===== SOURCE DATA =====

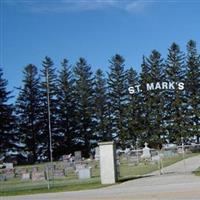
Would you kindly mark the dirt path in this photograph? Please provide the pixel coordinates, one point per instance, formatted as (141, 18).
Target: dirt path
(178, 186)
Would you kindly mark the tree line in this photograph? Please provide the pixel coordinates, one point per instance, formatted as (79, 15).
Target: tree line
(87, 108)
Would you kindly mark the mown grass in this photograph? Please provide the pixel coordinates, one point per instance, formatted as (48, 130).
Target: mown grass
(71, 183)
(197, 172)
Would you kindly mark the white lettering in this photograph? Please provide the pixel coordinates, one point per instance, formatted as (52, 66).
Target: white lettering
(157, 86)
(164, 85)
(150, 86)
(131, 90)
(171, 86)
(181, 86)
(138, 88)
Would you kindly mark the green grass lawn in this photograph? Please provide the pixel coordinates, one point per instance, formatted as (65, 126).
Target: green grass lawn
(71, 183)
(197, 172)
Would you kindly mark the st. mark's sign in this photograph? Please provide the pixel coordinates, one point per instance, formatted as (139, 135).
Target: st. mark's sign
(157, 86)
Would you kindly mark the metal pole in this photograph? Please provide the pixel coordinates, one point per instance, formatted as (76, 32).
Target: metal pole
(49, 115)
(183, 153)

=====

* [EXERCISE DETAILS]:
From top to bottom, restate the records above exactly and omit every picture.

* [RESPONSE FOR THIS EXERCISE]:
Would you kindly mark the dirt path in this photograph? Please provide the pixel coordinates, one point per instance, formatted as (141, 18).
Target: dirt path
(178, 186)
Would you kindly mark the tree line in this photograph? Please provide the pixel coordinates, one point per instance, formatted as (79, 15).
Target: tree line
(87, 108)
Would you kindly mark the mown grass in this photograph? Please provide the pixel coordinates, one point per instance, formatted as (48, 130).
Target: mown grass
(71, 183)
(197, 172)
Would you kindly mark the white lettering in this photograph? Please provide the pixel coordinates, one point per instance, formatted as (52, 66).
Target: white lettering
(157, 86)
(164, 85)
(150, 86)
(131, 90)
(171, 86)
(181, 86)
(138, 88)
Would you kindly mark the green grass lawn in this photograph? Please provide the pixel coordinates, one point per instance, formatted as (65, 126).
Target: green grass lawn
(71, 183)
(197, 172)
Would you kindly mark the st. mark's sign in this photograph? Please provide the pixel coordinates, one point per instance, formatted as (139, 135).
Target: st. mark's sign
(157, 86)
Would you kindly mark the metal pole in this photograph? Please provide the pixel coordinates, one point per instance, formatted as (76, 32).
Target: metal pole
(49, 115)
(183, 153)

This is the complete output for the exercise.